== Task directions ==
Turn the records below into a two-column CSV with the header row "command" and "paths", one row per record, with the record's text under "command" and its answer under "paths". Put each field in double quotes and swap every line break inside a field for a space.
======== Data for this exercise
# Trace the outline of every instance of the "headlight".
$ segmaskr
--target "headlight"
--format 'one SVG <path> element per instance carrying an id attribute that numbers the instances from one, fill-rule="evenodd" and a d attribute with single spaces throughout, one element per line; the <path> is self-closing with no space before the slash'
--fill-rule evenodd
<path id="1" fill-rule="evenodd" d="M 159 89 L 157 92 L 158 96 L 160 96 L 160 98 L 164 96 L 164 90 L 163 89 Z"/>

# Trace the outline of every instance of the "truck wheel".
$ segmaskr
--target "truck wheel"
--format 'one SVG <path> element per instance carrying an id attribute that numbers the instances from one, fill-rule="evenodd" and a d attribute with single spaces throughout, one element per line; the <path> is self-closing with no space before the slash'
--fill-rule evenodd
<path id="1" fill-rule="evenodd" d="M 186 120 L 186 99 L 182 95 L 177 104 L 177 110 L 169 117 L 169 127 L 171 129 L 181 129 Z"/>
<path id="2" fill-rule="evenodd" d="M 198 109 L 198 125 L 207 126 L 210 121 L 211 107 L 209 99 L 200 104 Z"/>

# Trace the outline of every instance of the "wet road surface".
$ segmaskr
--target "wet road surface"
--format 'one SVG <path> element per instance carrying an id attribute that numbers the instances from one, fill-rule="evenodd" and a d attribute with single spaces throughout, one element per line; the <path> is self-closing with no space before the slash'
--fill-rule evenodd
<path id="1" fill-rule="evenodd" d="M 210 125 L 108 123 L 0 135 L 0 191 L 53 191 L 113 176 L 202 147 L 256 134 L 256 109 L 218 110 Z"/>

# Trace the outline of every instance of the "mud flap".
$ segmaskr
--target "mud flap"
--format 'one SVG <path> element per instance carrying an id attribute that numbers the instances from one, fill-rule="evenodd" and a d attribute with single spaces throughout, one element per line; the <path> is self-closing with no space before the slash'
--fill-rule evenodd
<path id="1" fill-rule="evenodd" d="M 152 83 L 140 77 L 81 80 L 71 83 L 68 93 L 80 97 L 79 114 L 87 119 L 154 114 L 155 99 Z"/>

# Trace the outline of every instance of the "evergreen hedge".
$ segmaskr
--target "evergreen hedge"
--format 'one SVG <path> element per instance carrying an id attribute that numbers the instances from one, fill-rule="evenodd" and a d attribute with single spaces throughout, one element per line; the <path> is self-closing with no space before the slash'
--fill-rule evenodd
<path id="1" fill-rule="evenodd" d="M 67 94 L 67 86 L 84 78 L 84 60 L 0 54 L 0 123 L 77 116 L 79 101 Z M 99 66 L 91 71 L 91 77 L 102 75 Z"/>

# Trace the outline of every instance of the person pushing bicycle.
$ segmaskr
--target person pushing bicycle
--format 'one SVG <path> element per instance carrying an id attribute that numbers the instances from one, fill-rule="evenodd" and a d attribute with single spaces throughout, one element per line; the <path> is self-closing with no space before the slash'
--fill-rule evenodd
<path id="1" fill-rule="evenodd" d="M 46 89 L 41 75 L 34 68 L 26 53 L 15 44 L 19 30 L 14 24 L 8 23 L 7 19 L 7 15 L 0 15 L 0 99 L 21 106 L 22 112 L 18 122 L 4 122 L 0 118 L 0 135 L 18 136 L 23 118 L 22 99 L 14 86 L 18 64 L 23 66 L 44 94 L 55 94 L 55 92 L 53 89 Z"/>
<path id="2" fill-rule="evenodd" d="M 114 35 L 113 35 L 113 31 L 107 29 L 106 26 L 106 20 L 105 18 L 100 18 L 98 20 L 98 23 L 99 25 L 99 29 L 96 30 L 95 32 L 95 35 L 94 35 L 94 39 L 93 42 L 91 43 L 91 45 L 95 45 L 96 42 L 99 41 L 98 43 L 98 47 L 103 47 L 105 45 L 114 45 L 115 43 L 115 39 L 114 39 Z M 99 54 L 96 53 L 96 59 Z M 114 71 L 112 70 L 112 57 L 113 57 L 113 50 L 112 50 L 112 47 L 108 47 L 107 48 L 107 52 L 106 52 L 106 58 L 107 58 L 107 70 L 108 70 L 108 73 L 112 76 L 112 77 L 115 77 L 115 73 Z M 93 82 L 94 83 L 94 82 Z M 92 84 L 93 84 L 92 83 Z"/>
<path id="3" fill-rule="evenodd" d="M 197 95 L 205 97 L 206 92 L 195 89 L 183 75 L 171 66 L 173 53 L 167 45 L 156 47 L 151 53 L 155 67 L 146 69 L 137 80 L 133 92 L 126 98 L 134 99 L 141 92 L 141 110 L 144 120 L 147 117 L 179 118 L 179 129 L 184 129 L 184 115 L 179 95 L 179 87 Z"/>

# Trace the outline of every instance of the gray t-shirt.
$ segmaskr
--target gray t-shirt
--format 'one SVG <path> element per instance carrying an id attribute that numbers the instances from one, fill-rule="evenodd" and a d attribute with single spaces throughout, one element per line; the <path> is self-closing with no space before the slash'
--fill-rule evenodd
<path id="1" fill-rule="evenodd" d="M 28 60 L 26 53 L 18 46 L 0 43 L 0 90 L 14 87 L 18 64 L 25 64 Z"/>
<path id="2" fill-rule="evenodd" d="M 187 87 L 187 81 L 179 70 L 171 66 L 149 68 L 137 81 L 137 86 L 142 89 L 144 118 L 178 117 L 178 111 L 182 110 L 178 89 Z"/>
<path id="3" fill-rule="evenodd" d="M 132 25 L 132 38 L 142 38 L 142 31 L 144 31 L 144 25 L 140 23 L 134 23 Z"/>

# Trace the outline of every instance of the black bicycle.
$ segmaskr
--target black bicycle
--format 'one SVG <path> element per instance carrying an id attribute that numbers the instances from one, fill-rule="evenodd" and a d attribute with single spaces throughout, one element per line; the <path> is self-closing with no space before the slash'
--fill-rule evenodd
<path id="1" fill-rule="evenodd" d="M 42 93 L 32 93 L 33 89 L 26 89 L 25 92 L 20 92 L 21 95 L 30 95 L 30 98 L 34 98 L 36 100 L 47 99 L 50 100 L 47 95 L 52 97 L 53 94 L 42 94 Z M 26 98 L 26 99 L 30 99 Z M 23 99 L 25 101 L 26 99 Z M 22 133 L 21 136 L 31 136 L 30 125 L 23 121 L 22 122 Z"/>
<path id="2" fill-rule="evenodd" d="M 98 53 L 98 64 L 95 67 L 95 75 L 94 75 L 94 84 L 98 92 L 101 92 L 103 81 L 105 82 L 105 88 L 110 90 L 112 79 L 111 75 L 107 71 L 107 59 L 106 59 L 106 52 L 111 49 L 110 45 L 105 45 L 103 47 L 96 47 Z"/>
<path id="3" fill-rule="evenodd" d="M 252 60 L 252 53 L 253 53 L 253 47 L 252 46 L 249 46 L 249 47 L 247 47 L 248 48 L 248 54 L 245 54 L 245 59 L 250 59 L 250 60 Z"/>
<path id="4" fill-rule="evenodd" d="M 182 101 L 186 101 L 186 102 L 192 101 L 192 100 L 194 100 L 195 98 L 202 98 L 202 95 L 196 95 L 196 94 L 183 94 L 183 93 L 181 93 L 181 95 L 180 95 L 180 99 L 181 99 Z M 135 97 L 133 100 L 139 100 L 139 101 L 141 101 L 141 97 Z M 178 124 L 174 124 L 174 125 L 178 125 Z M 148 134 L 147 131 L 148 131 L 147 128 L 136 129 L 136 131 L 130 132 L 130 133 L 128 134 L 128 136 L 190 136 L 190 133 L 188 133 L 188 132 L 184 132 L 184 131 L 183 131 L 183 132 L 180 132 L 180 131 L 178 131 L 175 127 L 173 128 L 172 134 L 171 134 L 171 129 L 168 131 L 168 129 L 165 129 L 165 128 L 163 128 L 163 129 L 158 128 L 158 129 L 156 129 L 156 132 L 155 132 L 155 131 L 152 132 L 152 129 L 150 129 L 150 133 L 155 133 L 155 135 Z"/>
================
== Task response ==
command,paths
"# Trace the outline of every instance of the ""headlight"". $ segmaskr --target ""headlight"" --format 'one SVG <path> element per instance carrying an id attribute that numbers the instances from one, fill-rule=""evenodd"" and a d attribute with single spaces throughout, one element per line; the <path> is self-closing with no space before the slash' --fill-rule evenodd","<path id=""1"" fill-rule=""evenodd"" d=""M 159 89 L 157 92 L 158 96 L 160 96 L 160 98 L 164 96 L 164 90 L 163 89 Z""/>"
"# Trace the outline of every instance of the ""truck wheel"". $ segmaskr --target ""truck wheel"" --format 'one SVG <path> element per instance carrying an id attribute that numbers the instances from one, fill-rule=""evenodd"" and a d attribute with single spaces throughout, one element per line; the <path> is self-closing with no space before the slash' --fill-rule evenodd","<path id=""1"" fill-rule=""evenodd"" d=""M 186 120 L 186 99 L 182 95 L 177 104 L 177 110 L 169 117 L 169 127 L 171 129 L 181 129 Z""/> <path id=""2"" fill-rule=""evenodd"" d=""M 198 109 L 198 125 L 207 126 L 210 121 L 211 107 L 209 99 L 200 104 Z""/>"
"# Trace the outline of every instance of the ""wet road surface"". $ segmaskr --target ""wet road surface"" --format 'one SVG <path> element per instance carrying an id attribute that numbers the instances from one, fill-rule=""evenodd"" and a d attribute with single spaces throughout, one element per line; the <path> is self-closing with no space before the slash' --fill-rule evenodd","<path id=""1"" fill-rule=""evenodd"" d=""M 210 125 L 108 123 L 0 135 L 0 191 L 53 191 L 113 176 L 202 147 L 256 134 L 256 109 L 218 110 Z""/>"
"# Trace the outline of every instance of the ""mud flap"". $ segmaskr --target ""mud flap"" --format 'one SVG <path> element per instance carrying an id attribute that numbers the instances from one, fill-rule=""evenodd"" and a d attribute with single spaces throughout, one element per line; the <path> is self-closing with no space before the slash' --fill-rule evenodd","<path id=""1"" fill-rule=""evenodd"" d=""M 152 83 L 140 77 L 81 80 L 71 83 L 68 93 L 80 97 L 79 114 L 87 119 L 154 114 L 155 99 Z""/>"
"# Trace the outline of every instance of the ""evergreen hedge"". $ segmaskr --target ""evergreen hedge"" --format 'one SVG <path> element per instance carrying an id attribute that numbers the instances from one, fill-rule=""evenodd"" and a d attribute with single spaces throughout, one element per line; the <path> is self-closing with no space before the slash' --fill-rule evenodd","<path id=""1"" fill-rule=""evenodd"" d=""M 67 94 L 67 86 L 84 78 L 84 60 L 0 54 L 0 123 L 77 116 L 79 101 Z M 99 66 L 91 71 L 91 77 L 102 75 Z""/>"
"# Trace the outline of every instance of the person pushing bicycle. $ segmaskr --target person pushing bicycle --format 'one SVG <path> element per instance carrying an id attribute that numbers the instances from one, fill-rule=""evenodd"" and a d attribute with single spaces throughout, one element per line; the <path> is self-closing with no space before the slash' --fill-rule evenodd","<path id=""1"" fill-rule=""evenodd"" d=""M 46 89 L 41 75 L 34 68 L 26 53 L 15 44 L 19 30 L 14 24 L 8 23 L 7 19 L 7 15 L 0 15 L 0 99 L 21 106 L 22 112 L 18 122 L 4 122 L 0 118 L 0 135 L 18 136 L 23 118 L 22 99 L 14 86 L 18 64 L 23 66 L 44 94 L 55 94 L 55 92 L 53 89 Z""/> <path id=""2"" fill-rule=""evenodd"" d=""M 114 35 L 113 35 L 113 31 L 107 29 L 106 26 L 106 20 L 105 18 L 100 18 L 98 20 L 98 23 L 99 25 L 99 29 L 96 30 L 95 32 L 95 35 L 94 35 L 94 39 L 93 42 L 91 43 L 91 45 L 95 45 L 96 42 L 99 41 L 98 43 L 98 47 L 103 47 L 105 45 L 114 45 L 115 43 L 115 39 L 114 39 Z M 99 54 L 96 53 L 96 59 Z M 114 71 L 112 70 L 112 57 L 113 57 L 113 50 L 112 50 L 112 47 L 108 47 L 107 48 L 107 52 L 106 52 L 106 58 L 107 58 L 107 70 L 108 70 L 108 73 L 112 76 L 112 77 L 115 77 L 115 73 Z M 93 82 L 94 83 L 94 82 Z M 92 84 L 93 84 L 92 83 Z""/> <path id=""3"" fill-rule=""evenodd"" d=""M 197 95 L 205 97 L 206 92 L 195 89 L 183 75 L 171 66 L 173 53 L 167 45 L 156 47 L 151 53 L 155 67 L 146 69 L 137 80 L 133 92 L 126 98 L 134 99 L 141 92 L 141 110 L 144 120 L 147 117 L 179 118 L 179 129 L 184 129 L 184 115 L 179 95 L 179 87 Z""/>"
"# Trace the outline of every instance of the gray t-shirt. $ segmaskr --target gray t-shirt --format 'one SVG <path> element per instance carrying an id attribute that numbers the instances from one, fill-rule=""evenodd"" and a d attribute with single spaces throughout, one element per line; the <path> is self-closing with no space before the slash' --fill-rule evenodd","<path id=""1"" fill-rule=""evenodd"" d=""M 28 60 L 26 53 L 18 46 L 0 43 L 0 90 L 14 87 L 18 64 L 25 64 Z""/> <path id=""2"" fill-rule=""evenodd"" d=""M 187 87 L 187 81 L 179 70 L 171 66 L 149 68 L 137 81 L 137 86 L 142 89 L 144 118 L 178 117 L 178 111 L 182 110 L 178 89 Z""/> <path id=""3"" fill-rule=""evenodd"" d=""M 132 25 L 132 38 L 142 38 L 142 31 L 144 31 L 144 25 L 140 23 L 134 23 Z""/>"
"# Trace the outline of every instance of the black bicycle. $ segmaskr --target black bicycle --format 'one SVG <path> element per instance carrying an id attribute that numbers the instances from one, fill-rule=""evenodd"" and a d attribute with single spaces throughout, one element per line; the <path> is self-closing with no space before the slash' --fill-rule evenodd","<path id=""1"" fill-rule=""evenodd"" d=""M 42 93 L 32 93 L 33 89 L 26 89 L 25 92 L 20 92 L 21 95 L 30 95 L 30 98 L 34 98 L 36 100 L 47 99 L 50 100 L 47 95 L 52 97 L 53 94 L 42 94 Z M 26 98 L 26 99 L 30 99 Z M 23 99 L 25 101 L 26 99 Z M 22 133 L 21 136 L 31 136 L 30 125 L 23 121 L 22 122 Z""/> <path id=""2"" fill-rule=""evenodd"" d=""M 98 53 L 98 64 L 95 67 L 95 75 L 94 75 L 94 84 L 98 92 L 101 92 L 103 81 L 105 82 L 105 88 L 110 90 L 112 79 L 111 75 L 107 71 L 107 59 L 106 59 L 106 52 L 111 49 L 110 45 L 105 45 L 103 47 L 96 47 Z""/> <path id=""3"" fill-rule=""evenodd"" d=""M 252 60 L 252 53 L 253 53 L 253 47 L 252 46 L 249 46 L 249 47 L 247 47 L 248 48 L 248 54 L 245 54 L 245 59 L 250 59 L 250 60 Z""/> <path id=""4"" fill-rule=""evenodd"" d=""M 182 101 L 186 101 L 186 102 L 192 101 L 192 100 L 194 100 L 195 98 L 202 98 L 202 95 L 196 95 L 196 94 L 183 94 L 183 93 L 181 93 L 181 95 L 180 95 L 180 99 L 181 99 Z M 135 97 L 133 100 L 139 100 L 139 101 L 141 101 L 141 97 Z M 178 124 L 174 124 L 174 125 L 178 125 Z M 148 134 L 147 131 L 148 131 L 147 128 L 136 129 L 136 131 L 130 132 L 130 133 L 128 134 L 128 136 L 190 136 L 190 133 L 188 133 L 188 132 L 184 132 L 184 131 L 183 131 L 183 132 L 180 132 L 180 131 L 178 131 L 175 127 L 173 128 L 172 134 L 171 134 L 171 129 L 168 131 L 168 129 L 165 129 L 165 128 L 163 128 L 163 129 L 158 128 L 158 129 L 156 129 L 156 132 L 155 132 L 155 131 L 152 132 L 152 129 L 150 129 L 150 133 L 155 133 L 155 135 Z""/>"